_What you will do_
In the text, copy the passage that begins with the words "Results. After a" and stops after "sardines, and soya-beans.", putting "sandbag" in place of "mud-bag" wherever it appears.

_Text for analysis_
Post by Sewer King » 15 Oct 2008, 06:01

Pax Melmacia wrote:
Simon K wrote:Filipino cuisine sounds quite interesting BTW Alan. Glad the Filipino nation still upholds the great canned corned beef.
Funny thing about that. There was a time cans of the stuff were de rigeur in every middle-class kitchen here. But now the real stuff is so expensive we have to depend on relatives abroad to send them to us in bulk. The local stuff has so much Textured Vegetable Protein that it's practically approved eating during Lent. :P
As a Filipino I am sorry to say this, but our cuisine, though interesting and hearty enough, is not highly distinguished on the world's plate. There are certainly a great many fine Filipino cooks, but they often cook other cuisines; there are good eateries where Filipinos go, but not many fine restaurants that showcase our cuisine for others.

Not having returned to the RP in many years, I sometimes get taken aback by what I hear or read from there. I, too, grew up with corned beef in ordinary meals and now the real thing is scarce? And the Philippines, the best place in the world to grow rice, has to import rice from Japan, which diverted it from livestock feed??

That's like the old Soviet joke that if north Africa became Communist, it would soon have to import sand.

========================

Here is a reference to some research and development (R&D) for Japanese Army rations, from the following report of:
  • US Naval Technical Mission to Japan: “References from the Committee for the Technical and Scientific Survey of Japanese Activities in Medical Sciences,” Intelligence Targets Japan (DNI) of 4 Sept 1945, Fascicle M1, Addendum M-AB, Attachments A and B, December 1945, pages 98-100:
  • ENCLOSURE (B)

    RESEARCH PROJECTS AND FINDINGS
    OF THE ARMY MEDICAL COLLEGE, TOKYO

    Part One
    STUDIES REGARDING SANITATION AND HYGIENE
… II. Study of Supplies.

1. Actual conditions of supplies.

Purpose. In war time our supplies were decreasing gradually. We tried to know its actual conditions and to contribute to their development.

Procedure. We gathered menus which extended over one week or ten days in different regions and examined the supplied calories and articles of food.

Results.
Image
2. Study of reaction to reduced diet on the physical condition.

The aim of this study is to know the source of depreciation of our physical ability by reduced diet.

Methods. We observed the change of weight and working ability of a subject who was taking 300gm. of rice, 6gm. of sugar and 30gm. of powdered “miso” per day and was working as hard as an ordinary soldier.

Results. After a month continuance we find that the weight was decreased by 10%, the running time of 200 meters with a 40 kilogram mud-bag prolonged by 13 seconds (from 60 to 73 seconds) and lifting ability of a 25 kilogram mud-bag decreases from 17 times to 14 times. Afterwards he took the same food with sufficient supplies of vitamins and salts for a month without any decrease of working ability, although his weight reduced by 17% in comparison with the original one.

3. Elements contained in the food supplies.

We examined the elements contained in our foods by means of spectro-photography.

Results. We found that beans contain comparatively many kinds of salts, but the intention of further study was interrupted with the termination of the war.

4. Study of physiological value of protein.

We measured the physiological value of protein contained in rice, sardines, and soya-beans.

Method and results. After taking these proteins we compared the absorbed nitrogen within urine excreted one [sic]. As to each protein it is the same results with generally convinced [sic], but the physiological value of proteins combined with each other is above the original one.

5. Study of the value of hulled rice from the utility view point.

_Point location data_
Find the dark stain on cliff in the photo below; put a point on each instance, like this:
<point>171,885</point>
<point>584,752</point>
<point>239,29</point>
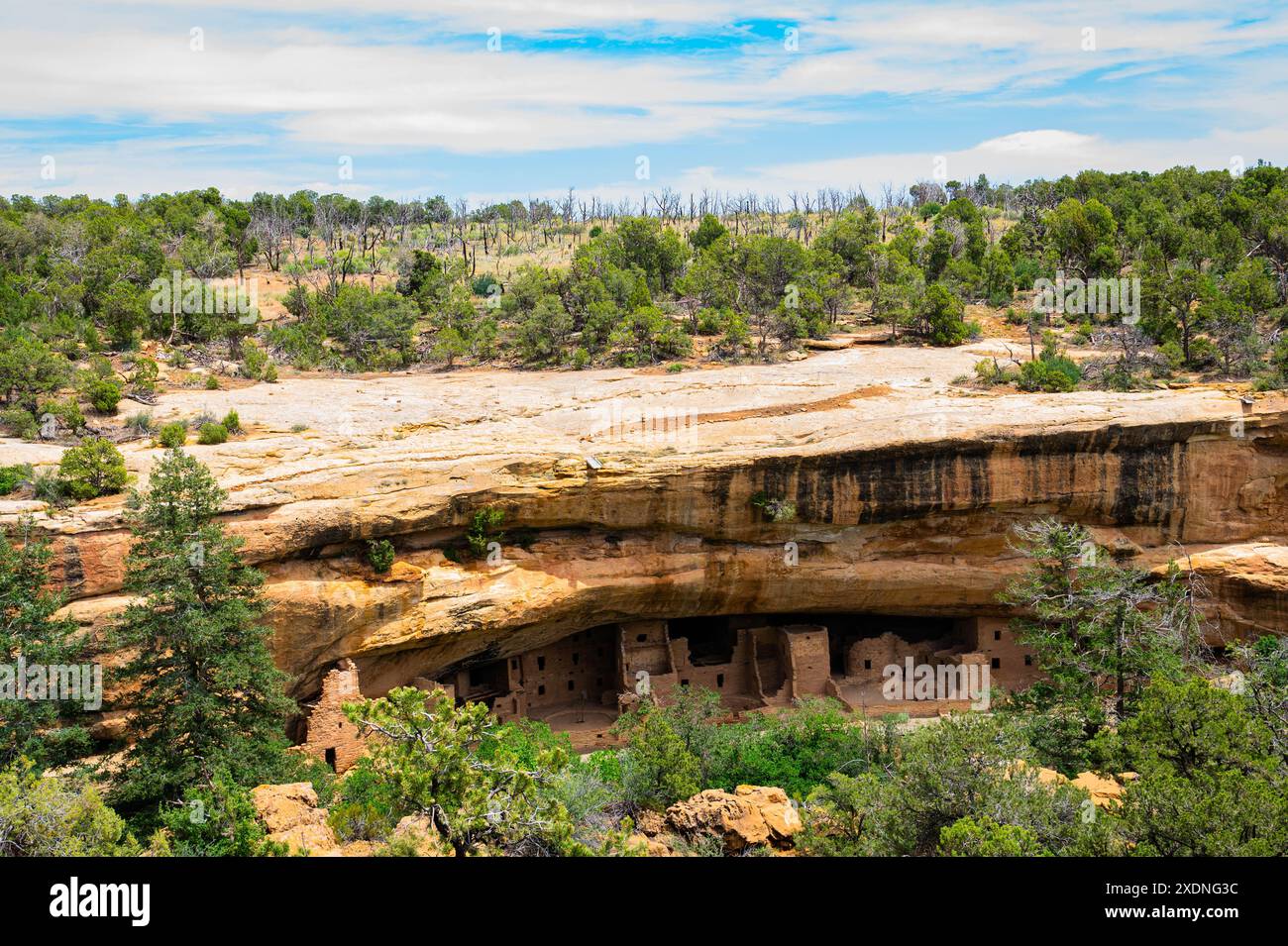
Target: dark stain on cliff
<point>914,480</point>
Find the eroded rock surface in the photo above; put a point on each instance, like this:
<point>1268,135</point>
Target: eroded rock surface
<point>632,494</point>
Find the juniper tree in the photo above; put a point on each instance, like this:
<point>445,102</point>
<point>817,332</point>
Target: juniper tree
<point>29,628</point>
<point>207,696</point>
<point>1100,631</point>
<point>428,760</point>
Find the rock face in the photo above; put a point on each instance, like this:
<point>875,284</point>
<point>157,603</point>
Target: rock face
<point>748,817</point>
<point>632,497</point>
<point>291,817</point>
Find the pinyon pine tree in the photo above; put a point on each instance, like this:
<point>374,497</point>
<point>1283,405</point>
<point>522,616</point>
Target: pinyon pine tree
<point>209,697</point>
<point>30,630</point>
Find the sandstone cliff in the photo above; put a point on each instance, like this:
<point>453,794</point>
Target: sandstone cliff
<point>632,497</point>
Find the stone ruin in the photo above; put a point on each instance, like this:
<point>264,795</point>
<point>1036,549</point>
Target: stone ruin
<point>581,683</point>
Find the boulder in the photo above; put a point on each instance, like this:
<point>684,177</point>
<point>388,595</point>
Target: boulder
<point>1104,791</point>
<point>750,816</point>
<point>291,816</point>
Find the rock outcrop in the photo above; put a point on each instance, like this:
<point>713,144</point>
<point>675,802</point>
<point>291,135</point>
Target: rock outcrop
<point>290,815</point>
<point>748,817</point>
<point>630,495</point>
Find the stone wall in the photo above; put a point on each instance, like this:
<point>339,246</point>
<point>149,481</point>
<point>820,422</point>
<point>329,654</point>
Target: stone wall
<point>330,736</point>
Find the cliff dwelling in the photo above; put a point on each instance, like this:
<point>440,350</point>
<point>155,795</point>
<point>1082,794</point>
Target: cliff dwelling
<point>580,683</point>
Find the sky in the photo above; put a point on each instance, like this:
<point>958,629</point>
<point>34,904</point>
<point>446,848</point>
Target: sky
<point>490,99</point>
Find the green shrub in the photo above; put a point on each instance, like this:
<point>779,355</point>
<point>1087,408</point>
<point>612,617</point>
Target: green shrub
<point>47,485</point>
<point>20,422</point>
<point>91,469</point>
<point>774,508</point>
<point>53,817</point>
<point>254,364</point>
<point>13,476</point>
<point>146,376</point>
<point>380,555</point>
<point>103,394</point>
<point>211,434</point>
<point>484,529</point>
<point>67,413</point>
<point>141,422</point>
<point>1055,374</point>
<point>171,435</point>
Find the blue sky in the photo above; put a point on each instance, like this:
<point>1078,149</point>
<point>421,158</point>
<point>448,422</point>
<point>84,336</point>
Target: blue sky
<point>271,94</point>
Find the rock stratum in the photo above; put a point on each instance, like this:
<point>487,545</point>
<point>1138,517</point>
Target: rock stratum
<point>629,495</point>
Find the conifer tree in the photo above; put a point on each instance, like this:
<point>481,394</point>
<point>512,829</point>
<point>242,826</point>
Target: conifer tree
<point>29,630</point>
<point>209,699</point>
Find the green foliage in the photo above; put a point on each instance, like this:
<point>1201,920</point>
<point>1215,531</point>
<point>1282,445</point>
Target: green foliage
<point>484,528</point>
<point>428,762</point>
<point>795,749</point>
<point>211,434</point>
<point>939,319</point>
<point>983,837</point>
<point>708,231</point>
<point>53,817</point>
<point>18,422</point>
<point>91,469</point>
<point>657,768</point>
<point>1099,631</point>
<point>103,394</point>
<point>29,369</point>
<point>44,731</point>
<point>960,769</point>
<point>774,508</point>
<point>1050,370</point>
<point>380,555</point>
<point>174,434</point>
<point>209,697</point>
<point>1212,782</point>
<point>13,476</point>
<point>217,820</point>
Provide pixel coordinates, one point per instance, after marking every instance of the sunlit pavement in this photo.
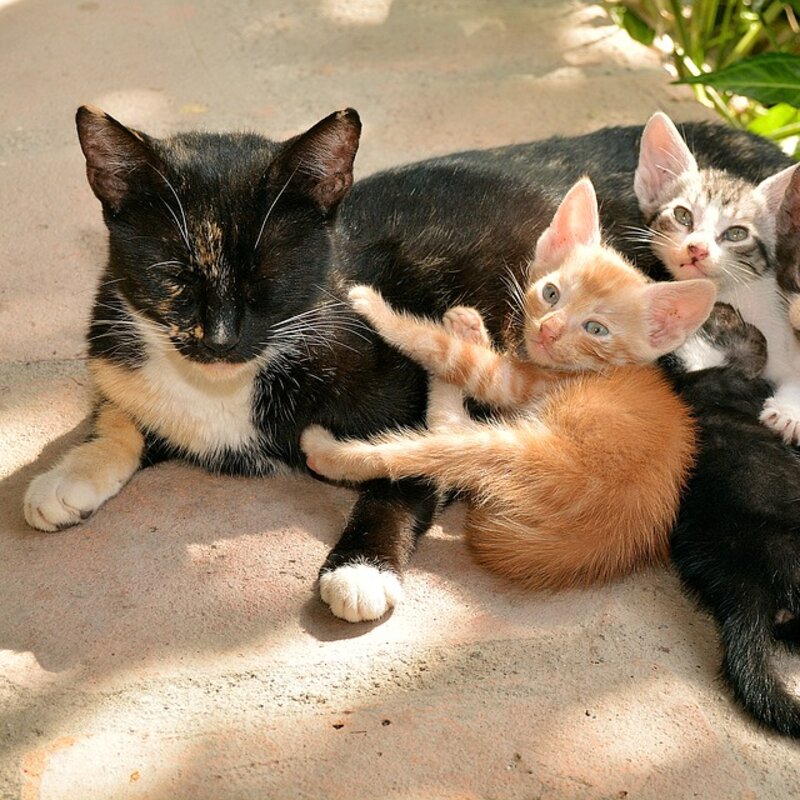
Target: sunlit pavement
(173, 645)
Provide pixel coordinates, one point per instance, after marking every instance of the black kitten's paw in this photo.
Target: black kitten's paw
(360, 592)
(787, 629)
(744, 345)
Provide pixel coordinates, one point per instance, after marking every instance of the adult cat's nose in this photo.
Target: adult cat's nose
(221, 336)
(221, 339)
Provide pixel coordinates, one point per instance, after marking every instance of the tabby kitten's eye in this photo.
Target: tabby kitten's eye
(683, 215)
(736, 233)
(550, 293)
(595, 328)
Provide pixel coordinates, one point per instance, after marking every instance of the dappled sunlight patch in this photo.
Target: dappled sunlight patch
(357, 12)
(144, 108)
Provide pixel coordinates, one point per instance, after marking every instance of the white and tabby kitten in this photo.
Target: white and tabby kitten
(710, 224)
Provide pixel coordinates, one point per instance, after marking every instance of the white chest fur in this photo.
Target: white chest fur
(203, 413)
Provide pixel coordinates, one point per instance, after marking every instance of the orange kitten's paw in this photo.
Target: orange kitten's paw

_Finished exercise_
Results. After a month continuance we find that the weight was decreased by 10%, the running time of 200 meters with a 40 kilogram sandbag prolonged by 13 seconds (from 60 to 73 seconds) and lifting ability of a 25 kilogram sandbag decreases from 17 times to 14 times. Afterwards he took the same food with sufficient supplies of vitamins and salts for a month without any decrease of working ability, although his weight reduced by 17% in comparison with the original one.

3. Elements contained in the food supplies.

We examined the elements contained in our foods by means of spectro-photography.

Results. We found that beans contain comparatively many kinds of salts, but the intention of further study was interrupted with the termination of the war.

4. Study of physiological value of protein.

We measured the physiological value of protein contained in rice, sardines, and soya-beans.